▶ **THE EXERCISE**
Rewrite the entries below, replacing every "integer pixels only" with "whole-number pixels only" and leaving all other wording as it stands.

▶ **DATA PROVIDED**
..............................

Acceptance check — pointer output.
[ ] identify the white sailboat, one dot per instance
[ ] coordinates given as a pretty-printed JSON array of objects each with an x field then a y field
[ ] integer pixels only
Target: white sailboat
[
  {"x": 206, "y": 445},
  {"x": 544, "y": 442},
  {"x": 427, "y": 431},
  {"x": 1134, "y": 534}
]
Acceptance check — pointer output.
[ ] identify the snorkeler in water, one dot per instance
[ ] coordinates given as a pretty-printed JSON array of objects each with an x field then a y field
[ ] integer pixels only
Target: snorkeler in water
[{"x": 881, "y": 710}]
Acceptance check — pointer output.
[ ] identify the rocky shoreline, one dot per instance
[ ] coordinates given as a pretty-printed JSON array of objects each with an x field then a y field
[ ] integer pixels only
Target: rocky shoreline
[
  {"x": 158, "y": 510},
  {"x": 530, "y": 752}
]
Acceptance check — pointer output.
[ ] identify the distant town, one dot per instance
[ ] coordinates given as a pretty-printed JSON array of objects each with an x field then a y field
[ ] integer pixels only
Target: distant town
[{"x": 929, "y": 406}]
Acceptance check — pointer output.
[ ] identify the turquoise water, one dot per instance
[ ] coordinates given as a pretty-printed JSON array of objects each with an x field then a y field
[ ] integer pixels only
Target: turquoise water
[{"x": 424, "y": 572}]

..............................

▶ **OUTPUT**
Acceptance check — pointer output.
[ ] identify the white sailboat, one dot per instance
[ ] coordinates given as a pretty-printed JSON array of objects each with an x field then a y field
[ ] whole-number pixels only
Target: white sailboat
[
  {"x": 206, "y": 445},
  {"x": 544, "y": 442},
  {"x": 427, "y": 431},
  {"x": 1134, "y": 534}
]
Acceptance check — pointer output.
[ ] identify the snorkeler in water, one dot per instance
[ ] coordinates given as a pretty-printed JSON array of objects each with an x field then a y field
[ ] whole-number pixels only
Target: snorkeler in water
[{"x": 881, "y": 710}]
Acceptance check — pointer output.
[ ] identify the rocky shoreline, one dot per instance
[ ] coordinates given as a pretty-printed JSON array of objects each with an x field then a y field
[ ] whole-number pixels only
Target: rocky shoreline
[
  {"x": 158, "y": 510},
  {"x": 530, "y": 752}
]
Acceptance check — pointer output.
[ ] identify the distant town, one dot per instance
[ ] coordinates given as a pretty-printed JSON array of objects each with an x field then a y field
[ ] whole-number pixels only
Target: distant town
[{"x": 929, "y": 406}]
Acceptance check — pointer output.
[ ] identify the turquoise water, one dot per instance
[ ] coordinates given as a pretty-printed JSON array of objects each with an x field then a y field
[ ] whole-number pixels only
Target: turquoise water
[{"x": 424, "y": 572}]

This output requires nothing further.